Bounding-box records:
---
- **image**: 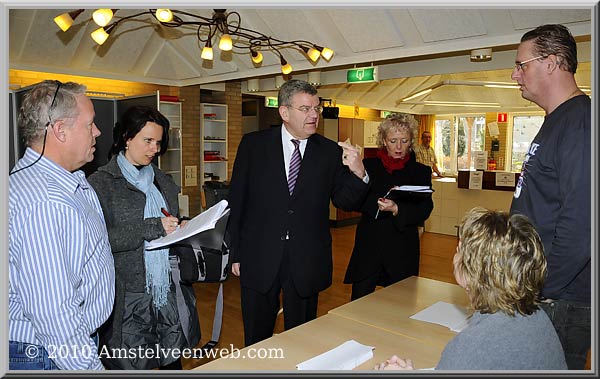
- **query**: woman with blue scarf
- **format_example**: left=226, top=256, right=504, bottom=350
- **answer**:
left=88, top=106, right=200, bottom=370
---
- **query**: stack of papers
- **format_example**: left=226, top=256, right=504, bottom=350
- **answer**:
left=410, top=301, right=471, bottom=333
left=296, top=340, right=374, bottom=370
left=375, top=185, right=433, bottom=219
left=146, top=200, right=228, bottom=249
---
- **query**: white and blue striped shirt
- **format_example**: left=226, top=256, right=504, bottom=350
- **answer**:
left=8, top=148, right=115, bottom=370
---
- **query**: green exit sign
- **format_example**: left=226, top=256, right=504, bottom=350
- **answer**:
left=346, top=67, right=379, bottom=83
left=265, top=97, right=279, bottom=108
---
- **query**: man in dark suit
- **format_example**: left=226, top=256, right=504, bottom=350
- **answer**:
left=229, top=80, right=368, bottom=346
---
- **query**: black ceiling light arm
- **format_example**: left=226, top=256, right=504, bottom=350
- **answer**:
left=54, top=9, right=333, bottom=74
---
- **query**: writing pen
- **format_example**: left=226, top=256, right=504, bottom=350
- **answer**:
left=160, top=208, right=181, bottom=225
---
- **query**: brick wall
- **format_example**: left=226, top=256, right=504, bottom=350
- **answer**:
left=225, top=80, right=242, bottom=180
left=8, top=69, right=179, bottom=96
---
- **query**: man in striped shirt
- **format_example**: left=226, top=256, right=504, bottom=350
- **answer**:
left=8, top=81, right=115, bottom=370
left=415, top=131, right=442, bottom=178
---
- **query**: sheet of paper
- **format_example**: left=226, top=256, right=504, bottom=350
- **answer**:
left=410, top=301, right=471, bottom=333
left=388, top=185, right=433, bottom=194
left=296, top=340, right=374, bottom=370
left=496, top=172, right=515, bottom=187
left=147, top=200, right=228, bottom=249
left=344, top=137, right=362, bottom=154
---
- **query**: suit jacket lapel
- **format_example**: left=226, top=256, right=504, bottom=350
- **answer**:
left=264, top=127, right=289, bottom=195
left=292, top=137, right=321, bottom=198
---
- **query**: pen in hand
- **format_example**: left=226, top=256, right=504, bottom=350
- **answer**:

SHORT TASK
Reproduce every line of the listing above without any change, omitting the pictures from your output.

ANSWER FOR THIS EXERCISE
---
- **image**: 
- **query**: woman with blue scarf
- **format_example**: left=226, top=256, right=504, bottom=350
- **answer**:
left=88, top=106, right=200, bottom=370
---
- **query**: stack of papers
- **format_example**: left=226, top=256, right=504, bottom=350
- **answer**:
left=410, top=301, right=471, bottom=333
left=296, top=340, right=374, bottom=370
left=375, top=185, right=433, bottom=219
left=146, top=200, right=228, bottom=249
---
- **query**: white and blue striped shirt
- **format_example**: left=226, top=256, right=504, bottom=350
- **answer**:
left=8, top=148, right=115, bottom=370
---
- **query**: green exit sign
- **format_example**: left=226, top=256, right=504, bottom=350
- **answer**:
left=346, top=67, right=379, bottom=83
left=265, top=97, right=279, bottom=108
---
- **query**: man in dark suit
- **format_example**: left=226, top=256, right=504, bottom=350
- **answer**:
left=229, top=80, right=368, bottom=346
---
- **query**: black ceiling light arm
- **format_example**: left=226, top=256, right=504, bottom=350
- **answer**:
left=54, top=9, right=333, bottom=74
---
- **query**: writing pen
- **format_example**: left=226, top=256, right=504, bottom=350
- **answer**:
left=160, top=208, right=181, bottom=225
---
- **query**: brick wall
- **format_example**: left=226, top=256, right=504, bottom=350
- **answer**:
left=225, top=80, right=242, bottom=180
left=8, top=69, right=179, bottom=96
---
- **query**: man in striped shirt
- **format_example**: left=226, top=256, right=504, bottom=350
- **answer**:
left=8, top=81, right=115, bottom=370
left=415, top=131, right=442, bottom=178
---
- **query**: sheet of paper
- **format_example**: left=226, top=256, right=504, bottom=350
- **answer**:
left=410, top=301, right=471, bottom=333
left=388, top=185, right=433, bottom=194
left=296, top=340, right=374, bottom=370
left=496, top=172, right=515, bottom=187
left=147, top=200, right=228, bottom=249
left=344, top=137, right=362, bottom=154
---
- **query**: suit jacket lapel
- **format_example**: left=226, top=256, right=504, bottom=350
- **answer**:
left=264, top=127, right=289, bottom=195
left=292, top=137, right=321, bottom=198
---
- **query**: pen in hand
- **format_example**: left=226, top=256, right=504, bottom=350
- **answer**:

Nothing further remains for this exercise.